• [Instruction]
Collect every line in the entries below that contains the word "water" and copy each such line in full.

-- START OF Dataset --

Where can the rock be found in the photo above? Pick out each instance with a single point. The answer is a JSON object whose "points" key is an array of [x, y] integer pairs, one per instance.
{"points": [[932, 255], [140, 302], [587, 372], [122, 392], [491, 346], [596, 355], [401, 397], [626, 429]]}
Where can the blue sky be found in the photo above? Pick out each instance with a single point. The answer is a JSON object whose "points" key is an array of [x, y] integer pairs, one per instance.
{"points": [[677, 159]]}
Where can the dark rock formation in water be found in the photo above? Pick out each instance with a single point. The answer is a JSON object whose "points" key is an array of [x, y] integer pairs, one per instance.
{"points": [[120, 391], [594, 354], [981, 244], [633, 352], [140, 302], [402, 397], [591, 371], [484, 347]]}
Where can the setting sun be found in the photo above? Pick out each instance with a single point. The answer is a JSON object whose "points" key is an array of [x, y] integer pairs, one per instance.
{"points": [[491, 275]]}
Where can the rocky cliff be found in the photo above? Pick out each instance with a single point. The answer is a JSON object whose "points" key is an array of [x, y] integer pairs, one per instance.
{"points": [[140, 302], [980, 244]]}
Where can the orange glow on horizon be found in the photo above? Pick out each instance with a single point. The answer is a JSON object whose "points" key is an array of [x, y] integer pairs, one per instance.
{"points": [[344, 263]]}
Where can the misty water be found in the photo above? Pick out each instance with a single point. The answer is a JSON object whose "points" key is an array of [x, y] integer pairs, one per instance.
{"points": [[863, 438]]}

-- END OF Dataset --
-- START OF Dataset --

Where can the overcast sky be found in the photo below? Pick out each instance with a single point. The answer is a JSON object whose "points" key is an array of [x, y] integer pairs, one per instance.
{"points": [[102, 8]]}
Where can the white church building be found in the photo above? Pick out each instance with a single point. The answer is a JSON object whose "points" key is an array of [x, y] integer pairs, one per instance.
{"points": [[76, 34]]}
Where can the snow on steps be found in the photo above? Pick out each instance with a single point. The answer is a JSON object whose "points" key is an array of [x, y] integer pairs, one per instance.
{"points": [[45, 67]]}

-- END OF Dataset --

• [Written solution]
Where can the dark rock formation in water be found in the photo above? Pick out each instance with a single point. The answer is a JSON object whose "points" key is an array of [x, y] integer pairs, one per instance.
Where can the misty water be found in the photo above? Pick out each instance with a single point. The answer is a JSON object whose "points" key is an array of [x, y] integer pairs, one per instance.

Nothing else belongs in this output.